• **Dataset rows**
==================================================

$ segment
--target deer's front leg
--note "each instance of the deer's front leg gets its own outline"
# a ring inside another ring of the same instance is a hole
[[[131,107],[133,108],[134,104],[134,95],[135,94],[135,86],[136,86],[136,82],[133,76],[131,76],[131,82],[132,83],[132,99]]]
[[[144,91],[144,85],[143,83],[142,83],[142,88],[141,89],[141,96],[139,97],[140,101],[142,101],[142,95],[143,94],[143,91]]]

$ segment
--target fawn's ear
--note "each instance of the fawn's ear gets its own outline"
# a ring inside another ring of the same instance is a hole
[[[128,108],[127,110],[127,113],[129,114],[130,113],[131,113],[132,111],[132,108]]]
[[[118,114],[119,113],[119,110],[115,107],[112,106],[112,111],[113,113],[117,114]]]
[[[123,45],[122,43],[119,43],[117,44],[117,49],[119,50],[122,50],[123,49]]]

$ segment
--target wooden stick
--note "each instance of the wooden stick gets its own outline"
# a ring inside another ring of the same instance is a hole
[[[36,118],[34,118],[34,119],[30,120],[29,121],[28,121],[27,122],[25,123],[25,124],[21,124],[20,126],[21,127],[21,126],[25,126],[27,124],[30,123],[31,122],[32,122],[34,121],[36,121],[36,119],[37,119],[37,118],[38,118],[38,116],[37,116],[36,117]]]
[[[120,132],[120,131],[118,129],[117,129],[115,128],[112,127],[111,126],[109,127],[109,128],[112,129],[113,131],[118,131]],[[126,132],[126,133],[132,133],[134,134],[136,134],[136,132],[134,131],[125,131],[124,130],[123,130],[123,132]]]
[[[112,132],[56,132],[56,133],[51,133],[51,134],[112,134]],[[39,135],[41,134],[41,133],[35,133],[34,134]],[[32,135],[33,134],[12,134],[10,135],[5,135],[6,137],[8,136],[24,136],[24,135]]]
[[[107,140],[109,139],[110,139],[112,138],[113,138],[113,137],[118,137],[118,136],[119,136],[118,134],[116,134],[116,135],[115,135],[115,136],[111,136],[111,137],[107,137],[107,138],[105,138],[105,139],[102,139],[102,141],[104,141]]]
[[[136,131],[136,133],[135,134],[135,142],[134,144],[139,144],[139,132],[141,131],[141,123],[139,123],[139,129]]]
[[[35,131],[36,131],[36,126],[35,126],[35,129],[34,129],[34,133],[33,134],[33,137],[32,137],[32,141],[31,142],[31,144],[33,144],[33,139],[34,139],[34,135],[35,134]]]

==================================================

Using the exact wording, write out all of the records.

• **Problem solution**
$ segment
--target deer's front leg
--note "each instance of the deer's front leg gets its own outline"
# a ring inside another ring of the same instance is a hole
[[[131,107],[133,108],[134,104],[134,95],[135,94],[135,86],[136,86],[136,82],[133,76],[131,76],[131,82],[132,83],[132,99]]]
[[[144,91],[144,85],[143,83],[142,83],[142,88],[141,89],[141,96],[139,97],[140,101],[142,101],[142,95],[143,94],[143,91]]]

$ segment
--target fawn's ear
--note "each instance of the fawn's ear gets its own outline"
# a ring inside another ring of the same instance is a hole
[[[128,108],[127,110],[127,113],[129,114],[130,113],[131,113],[132,111],[132,108]]]
[[[118,114],[119,113],[119,110],[115,107],[112,106],[112,111],[113,113],[117,114]]]
[[[123,45],[122,43],[119,43],[117,44],[117,49],[119,50],[122,50],[123,49]]]

$ segment
--target wooden stick
--note "each instance of the wooden stick gets its own outline"
# a ring inside another ring of the same instance is a hole
[[[36,118],[34,118],[34,119],[30,120],[29,121],[28,121],[27,122],[25,123],[25,124],[21,124],[20,126],[21,127],[21,126],[25,126],[27,124],[30,123],[31,122],[32,122],[34,121],[36,121],[36,119],[37,119],[37,118],[38,118],[38,116],[37,116],[36,117]]]
[[[120,132],[120,131],[118,129],[117,129],[115,128],[112,127],[111,126],[109,127],[109,128],[112,129],[113,131],[118,131]],[[126,132],[126,133],[132,133],[134,134],[136,134],[136,132],[134,131],[125,131],[124,130],[123,130],[123,132]]]
[[[112,132],[56,132],[56,133],[51,133],[51,134],[112,134]],[[39,135],[41,134],[41,133],[35,133],[34,134]],[[32,135],[33,134],[12,134],[10,135],[5,135],[6,137],[8,136],[24,136],[24,135]]]
[[[107,140],[109,139],[110,139],[112,138],[113,138],[113,137],[118,137],[118,136],[119,136],[118,134],[116,134],[116,135],[115,135],[115,136],[111,136],[111,137],[107,137],[107,138],[105,138],[105,139],[102,139],[102,141],[104,141]]]
[[[136,131],[136,133],[135,134],[135,142],[134,144],[139,144],[139,132],[141,131],[141,123],[139,123],[139,129]]]
[[[35,131],[36,131],[36,126],[35,126],[35,129],[34,129],[34,133],[33,134],[33,137],[32,137],[32,141],[31,142],[31,144],[33,144],[33,139],[34,139],[34,135],[35,134]]]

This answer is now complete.